**WHAT YOU SHOULD DO**. Pick out every line in the entries below that contains the string "gray" and copy each of those lines.

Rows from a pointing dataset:
◆ ◆ ◆
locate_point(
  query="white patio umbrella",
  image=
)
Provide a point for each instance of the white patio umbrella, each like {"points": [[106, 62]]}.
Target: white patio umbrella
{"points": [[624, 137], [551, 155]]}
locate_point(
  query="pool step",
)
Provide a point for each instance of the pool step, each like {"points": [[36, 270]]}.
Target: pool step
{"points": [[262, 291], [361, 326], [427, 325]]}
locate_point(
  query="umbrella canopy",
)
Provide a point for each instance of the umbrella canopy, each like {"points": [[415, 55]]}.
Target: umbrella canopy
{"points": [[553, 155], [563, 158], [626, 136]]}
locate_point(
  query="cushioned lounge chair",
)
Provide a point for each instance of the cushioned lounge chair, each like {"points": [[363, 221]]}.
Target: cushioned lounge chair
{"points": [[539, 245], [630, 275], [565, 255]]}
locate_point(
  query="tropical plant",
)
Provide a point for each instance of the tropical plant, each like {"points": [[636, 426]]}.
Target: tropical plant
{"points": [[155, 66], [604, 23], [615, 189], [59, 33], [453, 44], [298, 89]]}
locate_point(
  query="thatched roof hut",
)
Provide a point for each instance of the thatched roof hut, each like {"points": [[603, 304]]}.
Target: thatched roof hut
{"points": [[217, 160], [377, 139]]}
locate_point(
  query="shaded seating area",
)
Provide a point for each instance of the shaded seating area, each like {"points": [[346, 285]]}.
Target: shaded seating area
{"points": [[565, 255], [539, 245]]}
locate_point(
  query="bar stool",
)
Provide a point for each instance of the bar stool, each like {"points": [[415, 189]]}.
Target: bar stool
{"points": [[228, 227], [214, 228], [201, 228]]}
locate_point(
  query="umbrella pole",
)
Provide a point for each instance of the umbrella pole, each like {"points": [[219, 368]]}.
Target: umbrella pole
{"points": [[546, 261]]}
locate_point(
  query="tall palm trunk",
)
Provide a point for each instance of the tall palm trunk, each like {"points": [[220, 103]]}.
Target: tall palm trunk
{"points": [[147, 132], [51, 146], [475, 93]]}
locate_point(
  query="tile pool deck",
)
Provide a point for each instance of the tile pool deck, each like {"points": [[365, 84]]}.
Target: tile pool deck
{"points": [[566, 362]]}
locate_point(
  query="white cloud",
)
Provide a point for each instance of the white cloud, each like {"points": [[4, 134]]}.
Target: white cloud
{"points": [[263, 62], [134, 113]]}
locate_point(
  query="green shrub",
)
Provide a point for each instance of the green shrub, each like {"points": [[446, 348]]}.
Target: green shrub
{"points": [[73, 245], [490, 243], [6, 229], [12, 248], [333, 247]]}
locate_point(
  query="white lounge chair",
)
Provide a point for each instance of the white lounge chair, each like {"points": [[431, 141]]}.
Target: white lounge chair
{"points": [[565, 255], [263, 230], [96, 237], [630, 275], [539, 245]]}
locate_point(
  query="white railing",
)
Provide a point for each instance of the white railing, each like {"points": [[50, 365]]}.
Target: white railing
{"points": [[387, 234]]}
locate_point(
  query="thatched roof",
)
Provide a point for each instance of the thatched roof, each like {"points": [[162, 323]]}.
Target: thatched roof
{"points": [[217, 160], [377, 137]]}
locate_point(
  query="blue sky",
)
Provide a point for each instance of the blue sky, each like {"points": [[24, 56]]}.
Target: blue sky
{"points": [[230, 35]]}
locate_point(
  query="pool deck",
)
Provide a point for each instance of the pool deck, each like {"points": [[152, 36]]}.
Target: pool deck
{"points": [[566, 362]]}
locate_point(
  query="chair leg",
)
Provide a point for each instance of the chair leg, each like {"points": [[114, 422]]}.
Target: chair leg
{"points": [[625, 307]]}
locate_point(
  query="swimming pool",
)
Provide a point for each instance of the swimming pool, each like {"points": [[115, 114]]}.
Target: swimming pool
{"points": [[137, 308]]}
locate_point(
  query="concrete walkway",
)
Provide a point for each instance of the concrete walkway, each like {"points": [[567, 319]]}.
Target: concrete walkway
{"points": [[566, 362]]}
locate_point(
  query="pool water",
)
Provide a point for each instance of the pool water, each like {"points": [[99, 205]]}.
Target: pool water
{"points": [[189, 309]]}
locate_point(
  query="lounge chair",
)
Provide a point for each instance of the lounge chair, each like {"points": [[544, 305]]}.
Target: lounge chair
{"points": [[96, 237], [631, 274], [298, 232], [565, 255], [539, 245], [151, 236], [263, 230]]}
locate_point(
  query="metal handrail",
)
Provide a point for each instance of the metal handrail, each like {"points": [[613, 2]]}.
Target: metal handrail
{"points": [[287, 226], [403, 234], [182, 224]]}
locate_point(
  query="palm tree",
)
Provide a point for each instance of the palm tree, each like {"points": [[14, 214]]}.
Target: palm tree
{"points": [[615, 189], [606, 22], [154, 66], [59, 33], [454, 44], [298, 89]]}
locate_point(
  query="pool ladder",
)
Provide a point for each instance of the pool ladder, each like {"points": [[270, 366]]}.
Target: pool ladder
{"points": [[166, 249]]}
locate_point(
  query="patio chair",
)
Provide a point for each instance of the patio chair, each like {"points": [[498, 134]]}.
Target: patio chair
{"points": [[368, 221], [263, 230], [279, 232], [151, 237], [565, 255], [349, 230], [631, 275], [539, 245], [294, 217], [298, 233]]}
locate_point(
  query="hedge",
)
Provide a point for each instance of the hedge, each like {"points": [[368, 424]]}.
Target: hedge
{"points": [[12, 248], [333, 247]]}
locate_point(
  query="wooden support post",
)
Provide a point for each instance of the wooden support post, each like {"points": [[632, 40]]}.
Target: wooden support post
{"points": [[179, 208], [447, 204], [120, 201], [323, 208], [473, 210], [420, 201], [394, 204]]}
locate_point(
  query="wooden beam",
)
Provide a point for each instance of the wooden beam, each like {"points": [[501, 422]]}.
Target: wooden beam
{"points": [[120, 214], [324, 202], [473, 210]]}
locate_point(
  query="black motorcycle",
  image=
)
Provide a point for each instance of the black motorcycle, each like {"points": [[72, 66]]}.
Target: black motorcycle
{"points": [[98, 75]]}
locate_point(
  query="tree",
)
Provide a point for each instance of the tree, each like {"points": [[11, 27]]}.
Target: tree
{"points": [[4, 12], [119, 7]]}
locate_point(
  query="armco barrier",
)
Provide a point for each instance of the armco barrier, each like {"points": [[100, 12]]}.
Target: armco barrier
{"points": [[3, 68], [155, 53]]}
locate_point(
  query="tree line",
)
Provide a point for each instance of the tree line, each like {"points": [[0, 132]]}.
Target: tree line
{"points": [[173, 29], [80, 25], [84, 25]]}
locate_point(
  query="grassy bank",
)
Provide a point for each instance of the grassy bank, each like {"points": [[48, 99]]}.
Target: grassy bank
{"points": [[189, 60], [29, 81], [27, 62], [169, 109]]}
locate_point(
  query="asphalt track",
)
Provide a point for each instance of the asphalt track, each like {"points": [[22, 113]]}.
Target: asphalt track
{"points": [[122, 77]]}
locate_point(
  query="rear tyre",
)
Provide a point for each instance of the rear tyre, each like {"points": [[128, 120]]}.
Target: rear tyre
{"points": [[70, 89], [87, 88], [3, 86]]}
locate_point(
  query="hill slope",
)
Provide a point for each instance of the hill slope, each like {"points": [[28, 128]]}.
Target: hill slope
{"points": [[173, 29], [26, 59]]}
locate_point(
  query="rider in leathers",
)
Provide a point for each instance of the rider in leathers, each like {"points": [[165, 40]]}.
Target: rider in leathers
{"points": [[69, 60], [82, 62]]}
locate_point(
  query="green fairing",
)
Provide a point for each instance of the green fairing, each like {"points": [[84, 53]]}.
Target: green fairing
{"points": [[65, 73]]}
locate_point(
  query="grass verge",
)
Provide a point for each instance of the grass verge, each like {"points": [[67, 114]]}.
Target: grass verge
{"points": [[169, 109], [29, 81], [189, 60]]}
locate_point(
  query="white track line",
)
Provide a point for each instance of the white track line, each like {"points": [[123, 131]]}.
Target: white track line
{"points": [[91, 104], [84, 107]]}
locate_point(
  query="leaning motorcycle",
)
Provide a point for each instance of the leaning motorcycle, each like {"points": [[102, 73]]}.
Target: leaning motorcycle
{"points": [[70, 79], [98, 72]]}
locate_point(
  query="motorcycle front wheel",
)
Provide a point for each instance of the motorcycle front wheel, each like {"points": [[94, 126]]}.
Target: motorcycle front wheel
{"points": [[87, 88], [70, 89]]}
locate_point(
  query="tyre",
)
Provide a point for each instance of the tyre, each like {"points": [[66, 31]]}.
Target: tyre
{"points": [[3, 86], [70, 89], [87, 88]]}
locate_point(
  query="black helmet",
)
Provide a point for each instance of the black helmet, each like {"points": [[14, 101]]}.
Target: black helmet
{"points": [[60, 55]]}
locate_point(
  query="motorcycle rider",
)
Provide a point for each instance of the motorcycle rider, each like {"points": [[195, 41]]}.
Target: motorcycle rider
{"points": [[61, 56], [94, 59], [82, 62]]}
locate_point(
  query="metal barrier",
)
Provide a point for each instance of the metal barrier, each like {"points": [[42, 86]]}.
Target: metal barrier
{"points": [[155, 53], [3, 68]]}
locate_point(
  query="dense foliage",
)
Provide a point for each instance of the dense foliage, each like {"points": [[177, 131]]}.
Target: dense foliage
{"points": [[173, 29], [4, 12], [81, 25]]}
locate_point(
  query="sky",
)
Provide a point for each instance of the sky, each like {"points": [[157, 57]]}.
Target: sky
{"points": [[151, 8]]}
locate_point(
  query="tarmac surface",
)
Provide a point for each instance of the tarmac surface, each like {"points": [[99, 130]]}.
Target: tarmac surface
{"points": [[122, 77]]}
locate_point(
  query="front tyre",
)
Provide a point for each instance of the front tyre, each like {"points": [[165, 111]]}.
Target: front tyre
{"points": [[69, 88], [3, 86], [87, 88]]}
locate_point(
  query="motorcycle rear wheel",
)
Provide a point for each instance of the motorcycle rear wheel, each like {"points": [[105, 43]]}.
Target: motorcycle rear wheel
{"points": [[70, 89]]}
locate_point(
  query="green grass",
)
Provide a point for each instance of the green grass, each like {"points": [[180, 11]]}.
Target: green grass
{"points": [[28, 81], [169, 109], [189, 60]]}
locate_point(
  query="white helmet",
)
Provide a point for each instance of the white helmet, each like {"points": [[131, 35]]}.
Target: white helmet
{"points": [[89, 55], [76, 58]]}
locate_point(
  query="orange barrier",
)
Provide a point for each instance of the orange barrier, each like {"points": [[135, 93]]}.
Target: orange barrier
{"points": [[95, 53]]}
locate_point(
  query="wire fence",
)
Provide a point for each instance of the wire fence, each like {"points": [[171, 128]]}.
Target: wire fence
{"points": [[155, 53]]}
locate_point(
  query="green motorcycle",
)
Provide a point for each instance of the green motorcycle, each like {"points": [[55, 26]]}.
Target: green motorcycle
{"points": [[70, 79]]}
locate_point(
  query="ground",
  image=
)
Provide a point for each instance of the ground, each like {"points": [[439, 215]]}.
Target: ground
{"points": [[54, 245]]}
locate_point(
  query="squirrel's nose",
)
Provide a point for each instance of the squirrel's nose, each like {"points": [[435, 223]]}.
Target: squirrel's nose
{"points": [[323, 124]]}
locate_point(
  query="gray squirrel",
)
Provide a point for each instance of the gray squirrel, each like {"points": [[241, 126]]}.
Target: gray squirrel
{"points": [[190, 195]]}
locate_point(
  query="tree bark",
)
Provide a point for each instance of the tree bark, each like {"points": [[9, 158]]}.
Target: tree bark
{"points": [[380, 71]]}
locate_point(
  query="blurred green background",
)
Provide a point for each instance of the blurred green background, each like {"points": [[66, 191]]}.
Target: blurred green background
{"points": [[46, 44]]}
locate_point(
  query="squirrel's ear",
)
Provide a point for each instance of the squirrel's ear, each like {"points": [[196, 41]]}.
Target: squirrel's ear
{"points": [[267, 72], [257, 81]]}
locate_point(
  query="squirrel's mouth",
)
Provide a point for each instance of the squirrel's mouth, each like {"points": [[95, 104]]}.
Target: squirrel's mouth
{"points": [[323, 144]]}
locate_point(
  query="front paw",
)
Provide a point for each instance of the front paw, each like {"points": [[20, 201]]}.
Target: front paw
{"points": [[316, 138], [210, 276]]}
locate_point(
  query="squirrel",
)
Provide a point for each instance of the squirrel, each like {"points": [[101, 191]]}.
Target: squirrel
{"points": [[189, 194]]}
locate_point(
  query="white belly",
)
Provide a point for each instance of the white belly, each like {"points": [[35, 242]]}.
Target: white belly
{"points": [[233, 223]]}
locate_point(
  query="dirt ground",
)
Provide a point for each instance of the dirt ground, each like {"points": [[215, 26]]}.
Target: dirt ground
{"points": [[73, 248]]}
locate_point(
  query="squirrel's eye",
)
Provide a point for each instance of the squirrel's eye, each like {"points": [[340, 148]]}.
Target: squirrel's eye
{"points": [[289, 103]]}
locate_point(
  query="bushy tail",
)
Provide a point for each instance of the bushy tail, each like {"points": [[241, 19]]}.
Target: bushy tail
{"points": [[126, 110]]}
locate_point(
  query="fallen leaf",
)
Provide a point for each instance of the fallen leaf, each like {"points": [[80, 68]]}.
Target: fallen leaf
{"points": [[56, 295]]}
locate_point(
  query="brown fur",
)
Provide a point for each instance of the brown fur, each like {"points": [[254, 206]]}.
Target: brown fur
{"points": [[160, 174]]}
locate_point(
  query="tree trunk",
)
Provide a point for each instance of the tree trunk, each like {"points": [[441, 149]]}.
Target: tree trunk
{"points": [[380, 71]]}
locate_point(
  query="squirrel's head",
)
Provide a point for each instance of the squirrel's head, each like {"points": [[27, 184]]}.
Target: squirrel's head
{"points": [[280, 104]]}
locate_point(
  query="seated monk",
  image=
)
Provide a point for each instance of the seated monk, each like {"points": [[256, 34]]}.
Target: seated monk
◆ ◆ ◆
**TASK OUTPUT**.
  query="gray squirrel",
Provide a point for each instance of the gray squirrel, each like {"points": [[241, 126]]}.
Target: gray squirrel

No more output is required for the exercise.